TEXT:
So, another opera house gets on the cinema bandwagon with “3D” rather than “Live in HD” as the USP. What are they trying to do and are they succeeding? Is it supposed to increase the audience for live opera? Is it just an additional revenue stream? I don’t think there is any evidence that the former is happening and we are told that the Met is just now breaking even (in season 5) on its broadcasts. No consumer goods company would willingly launch a product that took five years to reach break even. I don’t think they know what they are trying to achieve. They seem to me to be like IT firms who have management consulting arms and can’t make up their minds whether they are a profit centre or a loss leader for integration work. Strategic clarity is rare!

This lack of clarity has practical consequences. If the aim is to bring more people into the theatre then, clearly, the product should represent the live experience as faithfully as possible. Close ups of the principals’ tonsils are only going to mislead the person who does show up to the opera house and is looking at the stage from the Upper Circle. The sound values too are going to create a false impression of what an opera house sounds like. Anyone who has been following my reviews of opera in cinemas will know what I think they need to do; faff about less and give us more of a “best seat in the house” view of the show. One wonders in fact whether opera company GMs bother to check out what their product looks and sounds like in a movie theatre.

Conversely, if the product is a stand alone film for a new audience I don’t really see the need to record live productions. There have been plenty of films of operas and they have used a variety of “tricks”. One can film on location (and have the singers recorded in the studio and lip synched too if one like). One can use actors who look the part and dub in the voices. One can use singers who are visually the part but too lightweight for the role in the opera house. All of these things have been done more or less successfully in the past. Perhaps, ultimately, the big thing about just documenting a live performance is that relatively little extra expense is involved.

WORK TO DO:
(1) Transcribe the commentary on opera in cinemas above, from "This lack of" up to and including "a movie theatre.".
(2) Resume the commentary on opera in cinemas above, beginning right after its final sentence.

DATA RECORDS:
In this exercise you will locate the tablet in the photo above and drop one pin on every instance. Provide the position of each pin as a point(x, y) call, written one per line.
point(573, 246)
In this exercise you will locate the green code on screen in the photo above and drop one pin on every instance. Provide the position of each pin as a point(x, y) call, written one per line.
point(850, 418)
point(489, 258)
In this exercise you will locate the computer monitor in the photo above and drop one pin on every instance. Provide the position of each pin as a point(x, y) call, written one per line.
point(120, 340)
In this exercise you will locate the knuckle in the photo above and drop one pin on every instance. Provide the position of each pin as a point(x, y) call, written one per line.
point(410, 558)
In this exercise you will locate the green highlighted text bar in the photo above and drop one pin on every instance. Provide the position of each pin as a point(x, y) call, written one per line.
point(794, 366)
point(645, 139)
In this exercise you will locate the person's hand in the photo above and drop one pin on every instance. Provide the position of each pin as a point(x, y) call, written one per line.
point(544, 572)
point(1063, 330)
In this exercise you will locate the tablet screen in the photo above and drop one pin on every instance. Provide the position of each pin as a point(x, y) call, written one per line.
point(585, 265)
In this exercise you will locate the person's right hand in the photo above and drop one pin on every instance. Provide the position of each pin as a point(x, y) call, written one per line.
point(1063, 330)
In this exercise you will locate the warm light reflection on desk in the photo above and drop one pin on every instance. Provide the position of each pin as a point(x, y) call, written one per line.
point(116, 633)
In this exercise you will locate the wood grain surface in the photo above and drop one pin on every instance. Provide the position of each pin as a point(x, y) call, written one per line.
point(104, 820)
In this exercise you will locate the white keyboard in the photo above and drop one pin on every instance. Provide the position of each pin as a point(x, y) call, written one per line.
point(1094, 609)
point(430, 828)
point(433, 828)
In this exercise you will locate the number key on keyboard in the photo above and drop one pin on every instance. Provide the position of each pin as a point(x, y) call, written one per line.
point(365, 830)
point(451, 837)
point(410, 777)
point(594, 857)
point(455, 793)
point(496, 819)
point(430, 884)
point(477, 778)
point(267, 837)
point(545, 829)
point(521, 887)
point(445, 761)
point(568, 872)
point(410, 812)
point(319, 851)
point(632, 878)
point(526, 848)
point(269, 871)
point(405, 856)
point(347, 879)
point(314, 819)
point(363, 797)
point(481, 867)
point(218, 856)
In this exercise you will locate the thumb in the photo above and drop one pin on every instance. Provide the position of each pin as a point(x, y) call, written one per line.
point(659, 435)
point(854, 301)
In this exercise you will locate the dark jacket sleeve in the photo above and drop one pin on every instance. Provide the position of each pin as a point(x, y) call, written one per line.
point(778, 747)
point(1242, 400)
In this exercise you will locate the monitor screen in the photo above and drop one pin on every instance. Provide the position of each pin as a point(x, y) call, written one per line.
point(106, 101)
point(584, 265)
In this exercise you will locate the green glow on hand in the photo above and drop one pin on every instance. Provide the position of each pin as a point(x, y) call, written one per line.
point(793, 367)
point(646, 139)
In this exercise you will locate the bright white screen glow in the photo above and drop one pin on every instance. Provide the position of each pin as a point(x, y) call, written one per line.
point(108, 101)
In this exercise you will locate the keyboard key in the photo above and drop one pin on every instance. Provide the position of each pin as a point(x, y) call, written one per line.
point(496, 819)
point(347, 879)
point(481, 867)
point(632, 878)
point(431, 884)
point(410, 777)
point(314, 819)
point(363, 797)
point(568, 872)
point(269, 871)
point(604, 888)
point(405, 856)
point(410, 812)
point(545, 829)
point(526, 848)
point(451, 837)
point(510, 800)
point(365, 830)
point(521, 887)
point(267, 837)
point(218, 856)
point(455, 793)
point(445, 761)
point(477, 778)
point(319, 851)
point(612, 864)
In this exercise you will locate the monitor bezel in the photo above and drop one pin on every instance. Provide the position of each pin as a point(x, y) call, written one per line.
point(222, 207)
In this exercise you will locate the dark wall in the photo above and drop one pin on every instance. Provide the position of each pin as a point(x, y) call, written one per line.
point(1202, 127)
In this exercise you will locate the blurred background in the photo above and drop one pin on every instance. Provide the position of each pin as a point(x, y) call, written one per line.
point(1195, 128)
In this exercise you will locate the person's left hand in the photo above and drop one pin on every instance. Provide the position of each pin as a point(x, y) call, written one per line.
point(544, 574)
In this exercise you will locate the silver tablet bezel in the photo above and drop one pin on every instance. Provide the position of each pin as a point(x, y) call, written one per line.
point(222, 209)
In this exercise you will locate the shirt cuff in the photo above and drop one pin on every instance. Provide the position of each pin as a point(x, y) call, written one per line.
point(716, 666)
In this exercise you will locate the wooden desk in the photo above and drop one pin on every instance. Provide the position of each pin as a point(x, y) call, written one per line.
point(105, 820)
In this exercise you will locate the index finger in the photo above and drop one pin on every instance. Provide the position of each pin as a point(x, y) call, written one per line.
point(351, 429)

OUTPUTS BY TASK:
(1)
This lack of clarity has practical consequences. If the aim is to bring more people into the theatre then, clearly, the product should represent the live experience as faithfully as possible. Close ups of the principals’ tonsils are only going to mislead the person who does show up to the opera house and is looking at the stage from the Upper Circle. The sound values too are going to create a false impression of what an opera house sounds like. Anyone who has been following my reviews of opera in cinemas will know what I think they need to do; faff about less and give us more of a “best seat in the house” view of the show. One wonders in fact whether opera company GMs bother to check out what their product looks and sounds like in a movie theatre.

(2)
I guess, bottom line, I’m not totally convinced by the whole “opera in cinema” thing. I think it could be very good if they put the video directors on a tighter leash but right now I think one is better off going to see a live show, even if it’s a bunch of young enthusiasts with a few video projections in a disused warehouse. I’ve got at least as much pleasure and insight out of shows by Opera Erratica and the Royal Conservatory as out of 9/10 star studded, multi million dollar production broadcasts.

For reference, here’s the annoying Blu-ray trailer:

Anna Nicole

Last night I lasted about thirty minutes in to Mark-Anthony Turnage’s much hyped Anna Nicole. I quite liked the orchestral writing and Eva-Marie Westbroek was acting up a storm but in the end I just felt “meh”. Watching Tony Pappano’s doco on “fallen women” in opera that was meant to contextualize Anna Nicole I think I understand why. Turnage and his librettist are trying to do to “us” what Verdi did with La Traviata; challenge our hypocrisy at colluding in the creation of Anna-Nicole Smith while deploring her life. Doesn’t work for me. Until the opera came along I scarcely knew who she was. I hate the “cult of celebrity”. I despise everything about it and the people who feed off it so trying to guilt trip me over voyeuristic fascination in this particular specimen was doomed to fall flat. It did.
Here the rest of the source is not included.